━━━━━ EXTRACT TO READ ━━━━━
What is batch transcription?

Batch transcription is a set of REST API operations that enables you to transcribe a large amount of audio in storage. You can point to audio files with a shared access signature (SAS) URI and asynchronously receive transcription results.

Asynchronous speech-to-text transcription is just one of the features. You can use batch transcription REST APIs to call the following methods:

Batch Transcription Operation Method REST API Call
Creates a new transcription. POST api/speechtotext/v2.0/transcriptions
Retrieves a list of transcriptions for the authenticated subscription. GET api/speechtotext/v2.0/transcriptions
Gets a list of supported locales for offline transcriptions. GET api/speechtotext/v2.0/transcriptions/locales
Updates the mutable details of the transcription identified by its ID. PATCH api/speechtotext/v2.0/transcriptions/{id}
Deletes the specified transcription task. DELETE api/speechtotext/v2.0/transcriptions/{id}
Gets the transcription identified by the given ID. GET api/speechtotext/v2.0/transcriptions/{id}

You can review and test the detailed API, which is available as a Swagger document, under the heading Custom Speech transcriptions.

Batch transcription jobs are scheduled on a best effort basis. Currently there is no estimate for when a job changes into the running state. Under normal system load, it should happen within minutes. Once in the running state, the actual transcription is processed faster than the audio real time.

Next to the easy-to-use API, you don't need to deploy custom endpoints, and you don't have any concurrency requirements to observe.


Subscription Key

As with all features of the Speech service, you create a subscription key from the Azure portal by following our Get started guide.
━━━━━ DATA ENTRIES ━━━━━
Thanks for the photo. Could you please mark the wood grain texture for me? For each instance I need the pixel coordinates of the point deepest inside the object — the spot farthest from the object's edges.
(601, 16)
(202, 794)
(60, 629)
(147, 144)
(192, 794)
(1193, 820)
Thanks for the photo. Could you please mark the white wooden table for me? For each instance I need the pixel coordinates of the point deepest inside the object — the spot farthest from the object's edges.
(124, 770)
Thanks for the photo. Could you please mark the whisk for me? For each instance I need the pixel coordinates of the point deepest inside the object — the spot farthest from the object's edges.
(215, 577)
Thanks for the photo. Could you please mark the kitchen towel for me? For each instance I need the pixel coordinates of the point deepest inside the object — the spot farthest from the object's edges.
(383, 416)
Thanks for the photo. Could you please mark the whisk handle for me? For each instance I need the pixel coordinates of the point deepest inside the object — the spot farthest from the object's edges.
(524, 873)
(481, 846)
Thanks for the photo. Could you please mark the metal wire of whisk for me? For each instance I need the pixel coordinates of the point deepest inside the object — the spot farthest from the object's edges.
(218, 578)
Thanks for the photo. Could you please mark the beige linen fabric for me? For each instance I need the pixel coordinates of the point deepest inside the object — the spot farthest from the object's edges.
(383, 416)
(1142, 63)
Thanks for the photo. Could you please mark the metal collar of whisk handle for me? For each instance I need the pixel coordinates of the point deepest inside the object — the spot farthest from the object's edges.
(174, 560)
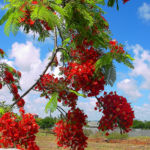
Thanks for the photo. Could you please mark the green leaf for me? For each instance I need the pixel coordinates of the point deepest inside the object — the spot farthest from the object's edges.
(6, 16)
(52, 104)
(65, 42)
(58, 1)
(78, 94)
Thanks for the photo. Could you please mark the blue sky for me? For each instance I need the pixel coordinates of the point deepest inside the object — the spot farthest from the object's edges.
(130, 26)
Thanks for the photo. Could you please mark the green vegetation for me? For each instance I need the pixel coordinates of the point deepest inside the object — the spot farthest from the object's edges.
(47, 122)
(141, 125)
(116, 135)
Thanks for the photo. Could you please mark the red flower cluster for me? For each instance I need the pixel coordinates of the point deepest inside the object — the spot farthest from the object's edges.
(70, 132)
(117, 112)
(51, 84)
(115, 48)
(8, 77)
(18, 133)
(27, 20)
(2, 52)
(81, 71)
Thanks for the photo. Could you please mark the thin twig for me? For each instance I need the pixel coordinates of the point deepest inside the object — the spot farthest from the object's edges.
(48, 65)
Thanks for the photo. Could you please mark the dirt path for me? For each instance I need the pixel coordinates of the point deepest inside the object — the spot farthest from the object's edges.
(49, 143)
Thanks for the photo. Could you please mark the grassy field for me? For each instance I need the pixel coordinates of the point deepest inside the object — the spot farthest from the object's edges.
(97, 142)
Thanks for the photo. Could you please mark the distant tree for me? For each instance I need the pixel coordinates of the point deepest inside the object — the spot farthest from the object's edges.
(138, 124)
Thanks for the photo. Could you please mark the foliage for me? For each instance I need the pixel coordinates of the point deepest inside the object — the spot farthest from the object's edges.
(85, 35)
(46, 122)
(137, 124)
(4, 108)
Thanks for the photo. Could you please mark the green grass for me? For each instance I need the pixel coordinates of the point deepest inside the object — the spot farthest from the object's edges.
(116, 135)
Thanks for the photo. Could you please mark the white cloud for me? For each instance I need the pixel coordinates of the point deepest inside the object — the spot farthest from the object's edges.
(144, 11)
(141, 65)
(142, 112)
(26, 56)
(129, 87)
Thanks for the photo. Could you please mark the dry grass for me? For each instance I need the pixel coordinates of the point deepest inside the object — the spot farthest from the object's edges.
(97, 142)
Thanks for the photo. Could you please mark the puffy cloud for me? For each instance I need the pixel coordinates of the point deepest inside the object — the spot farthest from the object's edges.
(142, 112)
(141, 65)
(26, 56)
(144, 11)
(129, 87)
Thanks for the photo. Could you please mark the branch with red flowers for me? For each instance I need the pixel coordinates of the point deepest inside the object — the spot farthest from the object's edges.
(48, 65)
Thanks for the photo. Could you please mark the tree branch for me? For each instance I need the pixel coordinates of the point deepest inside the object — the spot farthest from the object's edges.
(48, 65)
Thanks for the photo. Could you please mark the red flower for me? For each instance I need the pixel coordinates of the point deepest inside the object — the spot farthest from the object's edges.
(0, 85)
(34, 2)
(21, 103)
(19, 73)
(1, 51)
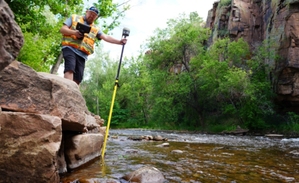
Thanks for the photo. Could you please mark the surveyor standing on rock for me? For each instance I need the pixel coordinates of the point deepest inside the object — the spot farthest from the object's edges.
(76, 46)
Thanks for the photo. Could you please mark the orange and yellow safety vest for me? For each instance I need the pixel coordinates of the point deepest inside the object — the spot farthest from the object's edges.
(87, 43)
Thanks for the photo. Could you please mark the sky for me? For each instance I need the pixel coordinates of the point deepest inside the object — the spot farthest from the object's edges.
(145, 16)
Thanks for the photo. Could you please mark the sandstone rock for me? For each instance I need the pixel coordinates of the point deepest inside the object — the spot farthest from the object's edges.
(24, 90)
(81, 148)
(11, 37)
(29, 144)
(145, 174)
(272, 22)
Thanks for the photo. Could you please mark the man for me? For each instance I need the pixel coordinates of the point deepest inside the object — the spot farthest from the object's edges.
(77, 46)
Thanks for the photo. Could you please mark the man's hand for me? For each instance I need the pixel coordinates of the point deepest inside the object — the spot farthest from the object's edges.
(123, 41)
(78, 34)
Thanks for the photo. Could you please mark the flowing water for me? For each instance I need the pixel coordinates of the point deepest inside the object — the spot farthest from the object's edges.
(196, 158)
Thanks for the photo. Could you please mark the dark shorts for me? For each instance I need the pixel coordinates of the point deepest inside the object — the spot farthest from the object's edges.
(74, 63)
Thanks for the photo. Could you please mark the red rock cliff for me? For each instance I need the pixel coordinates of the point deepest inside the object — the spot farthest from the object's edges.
(274, 22)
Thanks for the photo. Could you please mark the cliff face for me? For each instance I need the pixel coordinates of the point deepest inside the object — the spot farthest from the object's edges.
(274, 22)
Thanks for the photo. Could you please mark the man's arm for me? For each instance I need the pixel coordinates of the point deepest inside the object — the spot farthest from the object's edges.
(65, 30)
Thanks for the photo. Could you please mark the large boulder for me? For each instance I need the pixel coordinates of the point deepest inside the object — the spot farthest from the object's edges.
(24, 90)
(29, 144)
(81, 148)
(11, 37)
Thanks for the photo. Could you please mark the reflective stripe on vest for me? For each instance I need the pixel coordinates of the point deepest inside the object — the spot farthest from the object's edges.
(87, 43)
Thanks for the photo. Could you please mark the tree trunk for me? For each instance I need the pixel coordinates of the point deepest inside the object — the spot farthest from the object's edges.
(55, 67)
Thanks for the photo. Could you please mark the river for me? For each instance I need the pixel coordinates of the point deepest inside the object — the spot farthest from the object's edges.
(196, 158)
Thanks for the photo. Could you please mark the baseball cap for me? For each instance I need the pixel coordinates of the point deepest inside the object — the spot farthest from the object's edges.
(94, 9)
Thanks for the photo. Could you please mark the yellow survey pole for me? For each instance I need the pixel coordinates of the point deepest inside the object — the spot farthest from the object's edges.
(126, 33)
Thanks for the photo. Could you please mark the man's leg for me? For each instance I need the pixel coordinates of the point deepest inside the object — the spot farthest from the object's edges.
(69, 75)
(69, 63)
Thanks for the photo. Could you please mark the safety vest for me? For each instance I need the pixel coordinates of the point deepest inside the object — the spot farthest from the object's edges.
(87, 43)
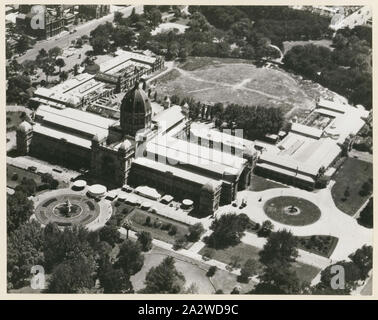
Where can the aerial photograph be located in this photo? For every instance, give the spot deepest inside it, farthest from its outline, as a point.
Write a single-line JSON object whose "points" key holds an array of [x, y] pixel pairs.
{"points": [[186, 149]]}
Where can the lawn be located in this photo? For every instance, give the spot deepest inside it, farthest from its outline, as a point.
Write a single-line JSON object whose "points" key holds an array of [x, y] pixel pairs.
{"points": [[244, 251], [278, 209], [260, 184], [234, 81], [13, 120], [318, 244], [353, 173], [23, 173], [12, 171], [138, 218], [194, 272]]}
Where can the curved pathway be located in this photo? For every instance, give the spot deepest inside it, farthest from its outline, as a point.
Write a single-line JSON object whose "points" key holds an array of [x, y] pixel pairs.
{"points": [[105, 206], [332, 221]]}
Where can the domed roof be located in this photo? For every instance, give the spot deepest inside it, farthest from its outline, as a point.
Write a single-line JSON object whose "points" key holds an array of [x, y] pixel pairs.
{"points": [[96, 138], [92, 68], [25, 126], [208, 187], [136, 101], [125, 145]]}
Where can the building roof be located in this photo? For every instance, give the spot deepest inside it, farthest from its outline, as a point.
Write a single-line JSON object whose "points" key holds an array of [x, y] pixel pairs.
{"points": [[60, 135], [237, 141], [122, 59], [87, 123], [334, 106], [136, 101], [178, 172], [196, 155], [168, 118], [306, 130], [25, 126]]}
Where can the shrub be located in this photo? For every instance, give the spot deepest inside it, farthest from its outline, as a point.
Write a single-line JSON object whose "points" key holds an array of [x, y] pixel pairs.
{"points": [[179, 243], [145, 240], [195, 232], [172, 231], [207, 254], [166, 226], [211, 271]]}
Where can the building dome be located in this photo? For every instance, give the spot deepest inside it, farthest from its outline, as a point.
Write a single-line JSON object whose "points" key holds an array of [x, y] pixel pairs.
{"points": [[92, 68], [136, 101], [136, 111], [25, 126], [208, 187], [125, 145], [96, 138]]}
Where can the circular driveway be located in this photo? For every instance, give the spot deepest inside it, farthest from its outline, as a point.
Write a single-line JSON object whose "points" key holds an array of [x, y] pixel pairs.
{"points": [[292, 211], [47, 211], [332, 221], [93, 214]]}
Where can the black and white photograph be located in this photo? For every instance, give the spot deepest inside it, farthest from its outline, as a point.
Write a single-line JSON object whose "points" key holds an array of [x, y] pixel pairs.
{"points": [[189, 149]]}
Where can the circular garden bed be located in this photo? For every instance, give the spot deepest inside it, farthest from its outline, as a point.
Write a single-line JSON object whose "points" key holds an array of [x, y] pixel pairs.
{"points": [[292, 211], [67, 210]]}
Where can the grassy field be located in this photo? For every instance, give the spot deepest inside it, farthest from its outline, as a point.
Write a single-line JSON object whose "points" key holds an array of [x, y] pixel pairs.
{"points": [[260, 184], [234, 81], [194, 272], [138, 217], [318, 244], [22, 173], [288, 45], [275, 209], [14, 119], [244, 251], [353, 173], [12, 183]]}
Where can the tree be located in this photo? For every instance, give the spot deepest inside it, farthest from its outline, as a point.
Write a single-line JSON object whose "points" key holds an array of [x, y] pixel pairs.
{"points": [[117, 17], [28, 186], [164, 278], [110, 234], [145, 240], [49, 179], [22, 44], [250, 268], [363, 259], [155, 17], [366, 215], [75, 69], [48, 69], [60, 63], [227, 230], [114, 280], [63, 75], [127, 224], [122, 36], [266, 228], [54, 52], [24, 250], [72, 276], [212, 270], [195, 232], [130, 258], [100, 44], [280, 249], [277, 279]]}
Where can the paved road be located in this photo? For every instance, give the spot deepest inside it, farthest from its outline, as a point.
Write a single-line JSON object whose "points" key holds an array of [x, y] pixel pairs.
{"points": [[364, 156], [64, 40]]}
━━━━━
PROBLEM:
Reproduce the batch transcription page above word for word, from start to finish.

PROBLEM SOLUTION:
What is batch transcription?

Batch transcription is a set of REST API operations that enables you to transcribe a large amount of audio in storage. You can point to audio files with a shared access signature (SAS) URI and asynchronously receive transcription results.

Asynchronous speech-to-text transcription is just one of the features. You can use batch transcription REST APIs to call the following methods:

Batch Transcription Operation Method REST API Call
Creates a new transcription. POST api/speechtotext/v2.0/transcriptions
Retrieves a list of transcriptions for the authenticated subscription. GET api/speechtotext/v2.0/transcriptions
Gets a list of supported locales for offline transcriptions. GET api/speechtotext/v2.0/transcriptions/locales
Updates the mutable details of the transcription identified by its ID. PATCH api/speechtotext/v2.0/transcriptions/{id}
Deletes the specified transcription task. DELETE api/speechtotext/v2.0/transcriptions/{id}
Gets the transcription identified by the given ID. GET api/speechtotext/v2.0/transcriptions/{id}

You can review and test the detailed API, which is available as a Swagger document, under the heading Custom Speech transcriptions.

Batch transcription jobs are scheduled on a best effort basis. Currently there is no estimate for when a job changes into the running state. Under normal system load, it should happen within minutes. Once in the running state, the actual transcription is processed faster than the audio real time.

Next to the easy-to-use API, you don't need to deploy custom endpoints, and you don't have any concurrency requirements to observe.


Subscription Key

As with all features of the Speech service, you create a subscription key from the Azure portal by following our Get started guide.